:: ENTRIES SUPPLIED ::
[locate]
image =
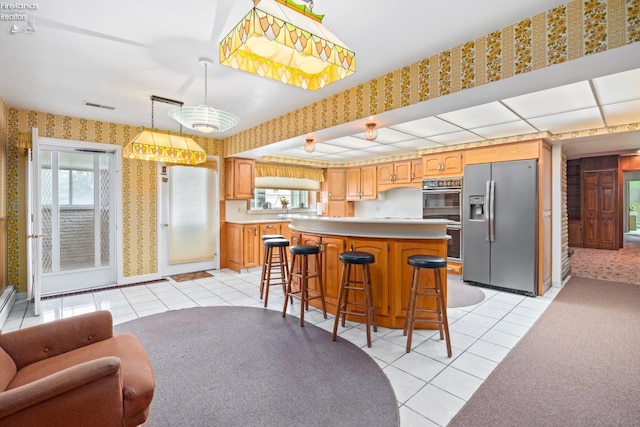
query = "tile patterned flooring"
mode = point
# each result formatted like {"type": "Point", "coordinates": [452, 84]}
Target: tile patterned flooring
{"type": "Point", "coordinates": [430, 387]}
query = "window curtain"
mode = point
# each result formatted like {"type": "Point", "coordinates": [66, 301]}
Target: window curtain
{"type": "Point", "coordinates": [288, 171]}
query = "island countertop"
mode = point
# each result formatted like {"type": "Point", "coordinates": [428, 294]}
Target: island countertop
{"type": "Point", "coordinates": [391, 240]}
{"type": "Point", "coordinates": [380, 227]}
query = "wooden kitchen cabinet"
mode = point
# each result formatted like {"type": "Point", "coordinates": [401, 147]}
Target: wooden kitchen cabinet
{"type": "Point", "coordinates": [245, 248]}
{"type": "Point", "coordinates": [400, 174]}
{"type": "Point", "coordinates": [333, 194]}
{"type": "Point", "coordinates": [251, 246]}
{"type": "Point", "coordinates": [443, 164]}
{"type": "Point", "coordinates": [379, 272]}
{"type": "Point", "coordinates": [332, 247]}
{"type": "Point", "coordinates": [239, 178]}
{"type": "Point", "coordinates": [362, 183]}
{"type": "Point", "coordinates": [335, 185]}
{"type": "Point", "coordinates": [402, 275]}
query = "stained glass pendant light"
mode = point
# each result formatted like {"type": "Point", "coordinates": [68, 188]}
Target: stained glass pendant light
{"type": "Point", "coordinates": [204, 118]}
{"type": "Point", "coordinates": [286, 41]}
{"type": "Point", "coordinates": [155, 146]}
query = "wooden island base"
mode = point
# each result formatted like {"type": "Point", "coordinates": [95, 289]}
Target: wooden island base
{"type": "Point", "coordinates": [390, 274]}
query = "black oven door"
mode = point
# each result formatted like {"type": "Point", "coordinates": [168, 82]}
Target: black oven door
{"type": "Point", "coordinates": [441, 204]}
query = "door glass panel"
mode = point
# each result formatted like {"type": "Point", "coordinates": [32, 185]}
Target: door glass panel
{"type": "Point", "coordinates": [105, 210]}
{"type": "Point", "coordinates": [77, 213]}
{"type": "Point", "coordinates": [46, 202]}
{"type": "Point", "coordinates": [191, 214]}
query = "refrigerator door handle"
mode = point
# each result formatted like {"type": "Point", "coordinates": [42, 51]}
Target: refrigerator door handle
{"type": "Point", "coordinates": [487, 218]}
{"type": "Point", "coordinates": [492, 210]}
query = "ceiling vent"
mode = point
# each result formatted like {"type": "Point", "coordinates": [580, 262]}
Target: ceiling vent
{"type": "Point", "coordinates": [93, 104]}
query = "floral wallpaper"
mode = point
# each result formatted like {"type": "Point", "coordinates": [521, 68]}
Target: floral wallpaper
{"type": "Point", "coordinates": [572, 30]}
{"type": "Point", "coordinates": [139, 195]}
{"type": "Point", "coordinates": [564, 33]}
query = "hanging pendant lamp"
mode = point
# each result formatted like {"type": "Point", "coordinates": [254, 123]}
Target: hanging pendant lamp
{"type": "Point", "coordinates": [204, 118]}
{"type": "Point", "coordinates": [285, 41]}
{"type": "Point", "coordinates": [154, 146]}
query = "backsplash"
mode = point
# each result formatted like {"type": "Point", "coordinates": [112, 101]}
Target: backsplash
{"type": "Point", "coordinates": [403, 202]}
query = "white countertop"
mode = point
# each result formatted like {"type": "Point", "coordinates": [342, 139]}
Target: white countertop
{"type": "Point", "coordinates": [382, 227]}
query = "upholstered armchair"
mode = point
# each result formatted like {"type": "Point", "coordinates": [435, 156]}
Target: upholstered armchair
{"type": "Point", "coordinates": [74, 372]}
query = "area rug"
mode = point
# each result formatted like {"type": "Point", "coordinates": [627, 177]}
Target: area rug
{"type": "Point", "coordinates": [577, 366]}
{"type": "Point", "coordinates": [245, 366]}
{"type": "Point", "coordinates": [191, 276]}
{"type": "Point", "coordinates": [459, 294]}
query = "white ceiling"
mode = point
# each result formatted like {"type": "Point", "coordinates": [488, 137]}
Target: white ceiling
{"type": "Point", "coordinates": [119, 53]}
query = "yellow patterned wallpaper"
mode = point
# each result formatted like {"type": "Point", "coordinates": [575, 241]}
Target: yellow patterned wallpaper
{"type": "Point", "coordinates": [564, 33]}
{"type": "Point", "coordinates": [138, 187]}
{"type": "Point", "coordinates": [4, 127]}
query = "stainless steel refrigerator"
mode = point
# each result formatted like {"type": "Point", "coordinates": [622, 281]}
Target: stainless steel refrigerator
{"type": "Point", "coordinates": [499, 226]}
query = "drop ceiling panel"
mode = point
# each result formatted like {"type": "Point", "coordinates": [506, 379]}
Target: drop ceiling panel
{"type": "Point", "coordinates": [322, 147]}
{"type": "Point", "coordinates": [352, 143]}
{"type": "Point", "coordinates": [386, 136]}
{"type": "Point", "coordinates": [456, 138]}
{"type": "Point", "coordinates": [571, 97]}
{"type": "Point", "coordinates": [618, 87]}
{"type": "Point", "coordinates": [504, 130]}
{"type": "Point", "coordinates": [622, 113]}
{"type": "Point", "coordinates": [417, 144]}
{"type": "Point", "coordinates": [388, 150]}
{"type": "Point", "coordinates": [480, 115]}
{"type": "Point", "coordinates": [568, 122]}
{"type": "Point", "coordinates": [426, 127]}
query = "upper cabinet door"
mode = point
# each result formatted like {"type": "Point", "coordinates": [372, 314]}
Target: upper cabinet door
{"type": "Point", "coordinates": [239, 178]}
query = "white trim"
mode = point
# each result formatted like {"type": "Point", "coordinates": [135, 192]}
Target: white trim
{"type": "Point", "coordinates": [556, 215]}
{"type": "Point", "coordinates": [117, 183]}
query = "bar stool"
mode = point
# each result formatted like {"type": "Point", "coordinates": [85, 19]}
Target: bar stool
{"type": "Point", "coordinates": [263, 274]}
{"type": "Point", "coordinates": [300, 271]}
{"type": "Point", "coordinates": [437, 265]}
{"type": "Point", "coordinates": [349, 259]}
{"type": "Point", "coordinates": [276, 267]}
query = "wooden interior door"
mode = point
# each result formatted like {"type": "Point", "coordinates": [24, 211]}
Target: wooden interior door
{"type": "Point", "coordinates": [600, 208]}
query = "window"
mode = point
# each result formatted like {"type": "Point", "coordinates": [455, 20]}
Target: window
{"type": "Point", "coordinates": [267, 198]}
{"type": "Point", "coordinates": [75, 187]}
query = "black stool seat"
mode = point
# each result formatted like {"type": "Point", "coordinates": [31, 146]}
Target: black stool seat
{"type": "Point", "coordinates": [354, 257]}
{"type": "Point", "coordinates": [305, 250]}
{"type": "Point", "coordinates": [276, 243]}
{"type": "Point", "coordinates": [272, 236]}
{"type": "Point", "coordinates": [427, 261]}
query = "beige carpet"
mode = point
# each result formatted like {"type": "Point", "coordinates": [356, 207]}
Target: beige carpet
{"type": "Point", "coordinates": [621, 265]}
{"type": "Point", "coordinates": [577, 366]}
{"type": "Point", "coordinates": [191, 276]}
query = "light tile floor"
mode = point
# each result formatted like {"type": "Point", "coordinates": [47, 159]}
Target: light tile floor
{"type": "Point", "coordinates": [430, 387]}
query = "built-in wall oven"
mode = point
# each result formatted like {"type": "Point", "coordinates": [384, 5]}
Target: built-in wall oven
{"type": "Point", "coordinates": [442, 199]}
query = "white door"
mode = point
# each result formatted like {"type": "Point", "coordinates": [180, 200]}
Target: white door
{"type": "Point", "coordinates": [34, 246]}
{"type": "Point", "coordinates": [189, 219]}
{"type": "Point", "coordinates": [74, 211]}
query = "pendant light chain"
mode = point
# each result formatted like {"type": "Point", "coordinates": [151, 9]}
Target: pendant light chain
{"type": "Point", "coordinates": [205, 83]}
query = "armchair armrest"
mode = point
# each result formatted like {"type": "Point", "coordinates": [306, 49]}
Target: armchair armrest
{"type": "Point", "coordinates": [88, 385]}
{"type": "Point", "coordinates": [29, 345]}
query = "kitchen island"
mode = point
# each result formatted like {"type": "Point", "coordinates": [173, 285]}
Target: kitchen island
{"type": "Point", "coordinates": [390, 240]}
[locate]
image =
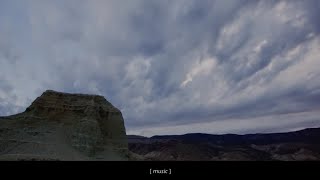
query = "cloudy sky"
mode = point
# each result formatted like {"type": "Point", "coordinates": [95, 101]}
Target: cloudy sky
{"type": "Point", "coordinates": [170, 66]}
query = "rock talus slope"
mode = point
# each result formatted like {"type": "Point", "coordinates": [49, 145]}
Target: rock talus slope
{"type": "Point", "coordinates": [61, 126]}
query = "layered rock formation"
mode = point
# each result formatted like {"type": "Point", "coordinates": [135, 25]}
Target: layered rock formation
{"type": "Point", "coordinates": [61, 126]}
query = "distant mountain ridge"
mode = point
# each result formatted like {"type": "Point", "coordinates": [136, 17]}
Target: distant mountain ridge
{"type": "Point", "coordinates": [290, 146]}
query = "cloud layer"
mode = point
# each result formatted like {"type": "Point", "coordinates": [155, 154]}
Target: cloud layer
{"type": "Point", "coordinates": [168, 63]}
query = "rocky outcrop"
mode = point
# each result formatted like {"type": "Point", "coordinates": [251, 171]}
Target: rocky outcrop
{"type": "Point", "coordinates": [61, 126]}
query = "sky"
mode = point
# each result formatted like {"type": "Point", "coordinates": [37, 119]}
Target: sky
{"type": "Point", "coordinates": [170, 66]}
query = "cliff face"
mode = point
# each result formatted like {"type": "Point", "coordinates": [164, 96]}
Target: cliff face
{"type": "Point", "coordinates": [61, 126]}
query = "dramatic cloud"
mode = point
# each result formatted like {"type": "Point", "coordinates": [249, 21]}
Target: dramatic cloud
{"type": "Point", "coordinates": [170, 66]}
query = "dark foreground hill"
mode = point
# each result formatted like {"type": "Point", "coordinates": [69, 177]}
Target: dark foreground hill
{"type": "Point", "coordinates": [292, 146]}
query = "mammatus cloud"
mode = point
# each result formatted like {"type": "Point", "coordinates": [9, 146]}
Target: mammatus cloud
{"type": "Point", "coordinates": [197, 65]}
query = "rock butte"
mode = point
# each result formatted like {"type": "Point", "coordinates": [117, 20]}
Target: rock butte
{"type": "Point", "coordinates": [62, 126]}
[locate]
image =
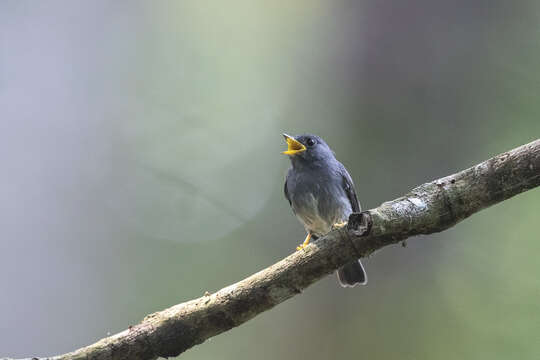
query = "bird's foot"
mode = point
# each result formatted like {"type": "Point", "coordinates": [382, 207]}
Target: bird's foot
{"type": "Point", "coordinates": [304, 244]}
{"type": "Point", "coordinates": [300, 247]}
{"type": "Point", "coordinates": [339, 225]}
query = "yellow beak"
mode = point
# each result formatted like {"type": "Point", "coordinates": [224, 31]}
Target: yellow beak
{"type": "Point", "coordinates": [293, 146]}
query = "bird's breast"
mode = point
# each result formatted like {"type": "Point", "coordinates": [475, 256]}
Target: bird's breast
{"type": "Point", "coordinates": [318, 207]}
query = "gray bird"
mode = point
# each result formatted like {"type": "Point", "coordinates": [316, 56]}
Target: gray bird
{"type": "Point", "coordinates": [321, 194]}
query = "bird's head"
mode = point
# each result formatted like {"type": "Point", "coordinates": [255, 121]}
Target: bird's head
{"type": "Point", "coordinates": [307, 149]}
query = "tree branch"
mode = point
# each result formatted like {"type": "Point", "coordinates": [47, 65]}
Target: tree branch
{"type": "Point", "coordinates": [429, 208]}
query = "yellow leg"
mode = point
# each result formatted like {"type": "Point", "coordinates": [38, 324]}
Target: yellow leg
{"type": "Point", "coordinates": [305, 243]}
{"type": "Point", "coordinates": [339, 225]}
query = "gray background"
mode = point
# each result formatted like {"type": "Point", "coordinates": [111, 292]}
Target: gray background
{"type": "Point", "coordinates": [140, 167]}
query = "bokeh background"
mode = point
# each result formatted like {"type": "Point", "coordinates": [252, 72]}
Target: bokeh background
{"type": "Point", "coordinates": [140, 167]}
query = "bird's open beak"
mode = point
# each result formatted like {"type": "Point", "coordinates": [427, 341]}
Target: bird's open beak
{"type": "Point", "coordinates": [293, 146]}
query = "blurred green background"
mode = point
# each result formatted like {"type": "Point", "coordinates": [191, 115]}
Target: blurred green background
{"type": "Point", "coordinates": [140, 154]}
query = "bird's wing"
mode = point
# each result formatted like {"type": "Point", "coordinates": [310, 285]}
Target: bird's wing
{"type": "Point", "coordinates": [348, 186]}
{"type": "Point", "coordinates": [285, 190]}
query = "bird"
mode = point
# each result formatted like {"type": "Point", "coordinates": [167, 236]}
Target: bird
{"type": "Point", "coordinates": [321, 194]}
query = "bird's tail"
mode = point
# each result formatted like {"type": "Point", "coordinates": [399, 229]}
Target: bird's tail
{"type": "Point", "coordinates": [351, 274]}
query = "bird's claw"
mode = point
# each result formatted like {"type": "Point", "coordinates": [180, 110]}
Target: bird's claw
{"type": "Point", "coordinates": [339, 225]}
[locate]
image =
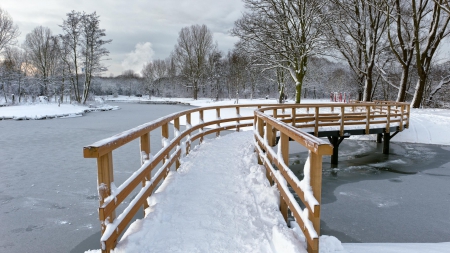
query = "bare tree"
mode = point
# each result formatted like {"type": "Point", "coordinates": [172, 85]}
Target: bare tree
{"type": "Point", "coordinates": [40, 47]}
{"type": "Point", "coordinates": [430, 27]}
{"type": "Point", "coordinates": [93, 50]}
{"type": "Point", "coordinates": [71, 49]}
{"type": "Point", "coordinates": [283, 34]}
{"type": "Point", "coordinates": [195, 44]}
{"type": "Point", "coordinates": [401, 42]}
{"type": "Point", "coordinates": [17, 61]}
{"type": "Point", "coordinates": [8, 31]}
{"type": "Point", "coordinates": [357, 31]}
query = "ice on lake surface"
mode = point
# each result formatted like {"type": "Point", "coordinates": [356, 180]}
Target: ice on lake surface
{"type": "Point", "coordinates": [48, 191]}
{"type": "Point", "coordinates": [371, 197]}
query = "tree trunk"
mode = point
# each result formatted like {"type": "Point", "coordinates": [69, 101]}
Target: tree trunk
{"type": "Point", "coordinates": [418, 94]}
{"type": "Point", "coordinates": [402, 87]}
{"type": "Point", "coordinates": [368, 88]}
{"type": "Point", "coordinates": [195, 91]}
{"type": "Point", "coordinates": [298, 92]}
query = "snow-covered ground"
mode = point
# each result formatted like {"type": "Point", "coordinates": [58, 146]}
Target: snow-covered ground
{"type": "Point", "coordinates": [48, 110]}
{"type": "Point", "coordinates": [427, 126]}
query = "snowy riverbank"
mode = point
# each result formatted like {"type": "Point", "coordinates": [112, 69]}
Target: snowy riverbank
{"type": "Point", "coordinates": [49, 111]}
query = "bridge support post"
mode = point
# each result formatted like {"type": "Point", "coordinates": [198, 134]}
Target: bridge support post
{"type": "Point", "coordinates": [386, 140]}
{"type": "Point", "coordinates": [379, 138]}
{"type": "Point", "coordinates": [335, 141]}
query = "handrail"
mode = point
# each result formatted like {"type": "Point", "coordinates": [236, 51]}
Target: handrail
{"type": "Point", "coordinates": [267, 125]}
{"type": "Point", "coordinates": [111, 197]}
{"type": "Point", "coordinates": [309, 189]}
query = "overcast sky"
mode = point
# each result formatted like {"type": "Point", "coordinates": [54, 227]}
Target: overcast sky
{"type": "Point", "coordinates": [141, 30]}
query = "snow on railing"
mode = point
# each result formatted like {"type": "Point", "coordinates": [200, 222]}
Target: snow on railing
{"type": "Point", "coordinates": [266, 127]}
{"type": "Point", "coordinates": [276, 126]}
{"type": "Point", "coordinates": [173, 147]}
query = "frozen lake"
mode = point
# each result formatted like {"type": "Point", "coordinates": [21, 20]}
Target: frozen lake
{"type": "Point", "coordinates": [371, 197]}
{"type": "Point", "coordinates": [48, 196]}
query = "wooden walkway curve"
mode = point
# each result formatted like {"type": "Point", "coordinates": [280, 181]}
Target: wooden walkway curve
{"type": "Point", "coordinates": [273, 124]}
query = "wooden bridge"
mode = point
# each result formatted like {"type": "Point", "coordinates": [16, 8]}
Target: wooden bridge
{"type": "Point", "coordinates": [273, 125]}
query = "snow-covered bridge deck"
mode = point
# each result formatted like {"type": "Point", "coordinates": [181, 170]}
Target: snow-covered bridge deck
{"type": "Point", "coordinates": [219, 200]}
{"type": "Point", "coordinates": [249, 220]}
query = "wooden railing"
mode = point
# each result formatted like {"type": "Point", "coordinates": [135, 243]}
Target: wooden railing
{"type": "Point", "coordinates": [154, 168]}
{"type": "Point", "coordinates": [344, 116]}
{"type": "Point", "coordinates": [309, 190]}
{"type": "Point", "coordinates": [269, 120]}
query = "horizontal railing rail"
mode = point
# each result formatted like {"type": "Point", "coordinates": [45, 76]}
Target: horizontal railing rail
{"type": "Point", "coordinates": [172, 149]}
{"type": "Point", "coordinates": [269, 120]}
{"type": "Point", "coordinates": [309, 189]}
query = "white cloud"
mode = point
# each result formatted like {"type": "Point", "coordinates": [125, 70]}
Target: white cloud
{"type": "Point", "coordinates": [143, 53]}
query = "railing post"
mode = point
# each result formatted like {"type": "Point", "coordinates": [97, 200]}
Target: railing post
{"type": "Point", "coordinates": [402, 107]}
{"type": "Point", "coordinates": [341, 130]}
{"type": "Point", "coordinates": [238, 122]}
{"type": "Point", "coordinates": [284, 149]}
{"type": "Point", "coordinates": [201, 122]}
{"type": "Point", "coordinates": [315, 160]}
{"type": "Point", "coordinates": [408, 109]}
{"type": "Point", "coordinates": [176, 129]}
{"type": "Point", "coordinates": [218, 118]}
{"type": "Point", "coordinates": [271, 138]}
{"type": "Point", "coordinates": [188, 142]}
{"type": "Point", "coordinates": [316, 121]}
{"type": "Point", "coordinates": [145, 155]}
{"type": "Point", "coordinates": [388, 119]}
{"type": "Point", "coordinates": [165, 137]}
{"type": "Point", "coordinates": [105, 176]}
{"type": "Point", "coordinates": [293, 116]}
{"type": "Point", "coordinates": [367, 119]}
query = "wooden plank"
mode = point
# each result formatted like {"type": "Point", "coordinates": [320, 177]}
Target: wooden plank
{"type": "Point", "coordinates": [388, 120]}
{"type": "Point", "coordinates": [201, 118]}
{"type": "Point", "coordinates": [105, 176]}
{"type": "Point", "coordinates": [188, 143]}
{"type": "Point", "coordinates": [293, 116]}
{"type": "Point", "coordinates": [341, 130]}
{"type": "Point", "coordinates": [271, 138]}
{"type": "Point", "coordinates": [367, 119]}
{"type": "Point", "coordinates": [238, 115]}
{"type": "Point", "coordinates": [316, 185]}
{"type": "Point", "coordinates": [408, 109]}
{"type": "Point", "coordinates": [401, 118]}
{"type": "Point", "coordinates": [176, 129]}
{"type": "Point", "coordinates": [218, 117]}
{"type": "Point", "coordinates": [126, 220]}
{"type": "Point", "coordinates": [316, 123]}
{"type": "Point", "coordinates": [145, 151]}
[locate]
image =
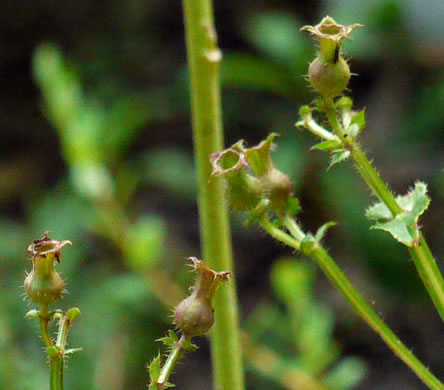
:::
TASK INSTRUCTIONS: Select every line of the entries above that contains the word "stool", matching case exactly, and copy those lines out.

EXERCISE SOLUTION:
query = "bar stool"
Target: bar stool
query = "black stool seat"
Target: black stool seat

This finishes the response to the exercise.